WHAT THE TASK ASKS ::
Using the data below, copy out all lines with the word "wall".

Data extracted from a collection:
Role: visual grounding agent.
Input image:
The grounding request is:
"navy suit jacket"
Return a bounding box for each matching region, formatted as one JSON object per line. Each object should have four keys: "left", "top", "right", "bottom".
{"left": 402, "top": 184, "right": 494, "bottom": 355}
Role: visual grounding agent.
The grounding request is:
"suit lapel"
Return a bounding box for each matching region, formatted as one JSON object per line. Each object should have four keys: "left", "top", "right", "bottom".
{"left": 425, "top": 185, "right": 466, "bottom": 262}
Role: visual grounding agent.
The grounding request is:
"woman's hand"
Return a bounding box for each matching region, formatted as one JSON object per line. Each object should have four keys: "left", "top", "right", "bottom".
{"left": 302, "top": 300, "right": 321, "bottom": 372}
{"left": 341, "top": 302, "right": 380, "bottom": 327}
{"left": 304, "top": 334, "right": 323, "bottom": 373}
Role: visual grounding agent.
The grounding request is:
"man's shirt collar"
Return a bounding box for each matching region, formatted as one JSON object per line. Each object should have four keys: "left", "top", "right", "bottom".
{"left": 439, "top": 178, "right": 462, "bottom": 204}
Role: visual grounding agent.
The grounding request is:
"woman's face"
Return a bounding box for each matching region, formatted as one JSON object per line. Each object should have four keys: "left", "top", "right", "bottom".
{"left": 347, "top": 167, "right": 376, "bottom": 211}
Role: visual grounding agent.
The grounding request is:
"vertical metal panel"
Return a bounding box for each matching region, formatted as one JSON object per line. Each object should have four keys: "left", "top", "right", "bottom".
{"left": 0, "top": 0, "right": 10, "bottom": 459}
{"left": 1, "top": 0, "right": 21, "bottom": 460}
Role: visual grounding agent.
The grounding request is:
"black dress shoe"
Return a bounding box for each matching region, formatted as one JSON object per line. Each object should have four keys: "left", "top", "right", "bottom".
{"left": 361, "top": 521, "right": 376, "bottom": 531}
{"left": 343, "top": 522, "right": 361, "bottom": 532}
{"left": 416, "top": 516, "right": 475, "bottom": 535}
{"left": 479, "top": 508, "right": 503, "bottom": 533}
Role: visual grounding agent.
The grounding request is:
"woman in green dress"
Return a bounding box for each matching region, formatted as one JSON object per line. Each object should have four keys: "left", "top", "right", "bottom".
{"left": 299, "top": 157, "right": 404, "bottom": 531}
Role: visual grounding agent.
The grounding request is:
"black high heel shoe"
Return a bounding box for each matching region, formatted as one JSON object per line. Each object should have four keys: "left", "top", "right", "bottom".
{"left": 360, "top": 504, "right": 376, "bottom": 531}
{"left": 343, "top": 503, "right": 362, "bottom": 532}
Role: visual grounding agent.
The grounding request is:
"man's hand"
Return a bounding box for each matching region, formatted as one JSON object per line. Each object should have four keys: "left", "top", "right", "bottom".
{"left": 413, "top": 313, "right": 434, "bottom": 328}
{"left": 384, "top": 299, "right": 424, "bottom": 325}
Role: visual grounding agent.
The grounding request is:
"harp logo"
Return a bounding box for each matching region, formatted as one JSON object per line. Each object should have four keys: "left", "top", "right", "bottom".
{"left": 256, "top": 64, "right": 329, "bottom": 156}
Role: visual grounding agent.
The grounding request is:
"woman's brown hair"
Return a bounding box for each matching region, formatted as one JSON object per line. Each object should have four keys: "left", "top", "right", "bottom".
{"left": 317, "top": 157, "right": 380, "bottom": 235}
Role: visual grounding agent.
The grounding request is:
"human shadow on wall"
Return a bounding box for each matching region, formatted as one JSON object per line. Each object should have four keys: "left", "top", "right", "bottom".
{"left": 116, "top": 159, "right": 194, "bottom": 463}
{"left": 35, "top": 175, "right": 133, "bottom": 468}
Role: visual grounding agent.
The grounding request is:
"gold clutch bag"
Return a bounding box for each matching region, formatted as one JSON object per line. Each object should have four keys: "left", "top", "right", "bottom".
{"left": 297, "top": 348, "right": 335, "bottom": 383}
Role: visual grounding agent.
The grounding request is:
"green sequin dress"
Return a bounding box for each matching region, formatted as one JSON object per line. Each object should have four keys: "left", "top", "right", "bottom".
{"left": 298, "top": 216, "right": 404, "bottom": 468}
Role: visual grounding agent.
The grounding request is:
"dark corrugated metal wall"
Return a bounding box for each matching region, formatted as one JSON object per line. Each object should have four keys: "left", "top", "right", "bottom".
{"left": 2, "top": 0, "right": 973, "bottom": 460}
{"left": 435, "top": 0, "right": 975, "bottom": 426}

OUTPUT ::
"human shadow on wall"
"dark corrugated metal wall"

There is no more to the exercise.